▶ **DIRECTIONS FOR THIS TASK**: Reproduce the material below verbatim, from the line containing "Where can you spot the gold" through the last line, including both.
##### DATASET ROWS #####
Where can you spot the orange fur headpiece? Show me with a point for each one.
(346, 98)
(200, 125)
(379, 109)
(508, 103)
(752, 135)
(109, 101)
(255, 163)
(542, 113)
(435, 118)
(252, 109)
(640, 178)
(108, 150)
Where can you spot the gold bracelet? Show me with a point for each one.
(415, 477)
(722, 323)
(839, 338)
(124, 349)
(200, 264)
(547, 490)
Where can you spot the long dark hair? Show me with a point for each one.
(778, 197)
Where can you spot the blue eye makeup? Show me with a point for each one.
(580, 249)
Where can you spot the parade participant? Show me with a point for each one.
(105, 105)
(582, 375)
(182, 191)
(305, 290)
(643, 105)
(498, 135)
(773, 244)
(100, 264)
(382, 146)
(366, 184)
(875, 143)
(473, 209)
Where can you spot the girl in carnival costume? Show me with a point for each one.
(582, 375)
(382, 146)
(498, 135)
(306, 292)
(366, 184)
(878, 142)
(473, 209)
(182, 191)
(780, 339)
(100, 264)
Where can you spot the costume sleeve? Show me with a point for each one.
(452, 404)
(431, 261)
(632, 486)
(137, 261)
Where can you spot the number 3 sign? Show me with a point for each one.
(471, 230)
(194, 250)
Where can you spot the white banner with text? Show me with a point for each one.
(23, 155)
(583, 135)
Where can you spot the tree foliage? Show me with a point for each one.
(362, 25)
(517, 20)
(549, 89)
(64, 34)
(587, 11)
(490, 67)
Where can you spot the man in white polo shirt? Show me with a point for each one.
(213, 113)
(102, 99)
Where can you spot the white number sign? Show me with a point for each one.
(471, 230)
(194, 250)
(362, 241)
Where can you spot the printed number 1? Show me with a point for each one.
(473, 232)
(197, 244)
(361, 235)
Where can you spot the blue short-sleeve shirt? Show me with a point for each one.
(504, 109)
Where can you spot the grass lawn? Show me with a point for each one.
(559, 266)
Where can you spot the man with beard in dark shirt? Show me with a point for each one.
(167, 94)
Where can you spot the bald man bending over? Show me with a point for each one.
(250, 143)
#####
▶ **ANSWER TO THIS PROBLEM**:
Where can you spot the gold bracelet? Show me with a point for each one.
(415, 477)
(722, 323)
(839, 338)
(124, 349)
(200, 264)
(547, 490)
Where can you spot the long dark hair? Show me with a point for each one.
(778, 197)
Where can you spot the blue eye makeup? Show me with a point for each one.
(580, 249)
Where can you spot the parade participant? Show me with a point for each one.
(105, 105)
(582, 375)
(182, 191)
(305, 290)
(643, 105)
(498, 135)
(773, 244)
(100, 264)
(382, 146)
(366, 184)
(875, 143)
(473, 209)
Where can you spot the girl in carnival costume? Show me with a point for each one.
(582, 375)
(382, 146)
(498, 135)
(306, 292)
(366, 184)
(878, 142)
(473, 209)
(182, 191)
(780, 339)
(100, 264)
Where can you spot the costume sleeve? Show me with a point for each one.
(452, 404)
(431, 261)
(632, 486)
(137, 261)
Where can you spot the number 3 sign? Show me with a point for each one.
(471, 230)
(194, 250)
Where can you spot the white banner with text? Show me with a point for each one.
(23, 155)
(583, 135)
Where can you spot the tree foliage? Show me with a point for each one.
(362, 25)
(517, 20)
(549, 89)
(64, 34)
(587, 11)
(490, 67)
Where can you spot the man in white polo shirt? Show me with a point for each one.
(213, 113)
(102, 99)
Where can you spot the white number sign? Show me with a point for each one.
(471, 230)
(194, 250)
(362, 241)
Where can you spot the printed number 1? Show me with a point for each one.
(473, 232)
(197, 244)
(361, 235)
Where can you spot the blue short-sleeve shirt? Show me with a point for each one.
(504, 109)
Where can you spot the grass lawn? Show me with a point for each one.
(559, 266)
Where can you spot the man with beard in dark shirt? Show me with a point for each one.
(167, 94)
Where can you spot the bald man bending over? Show me with a point for each one.
(250, 143)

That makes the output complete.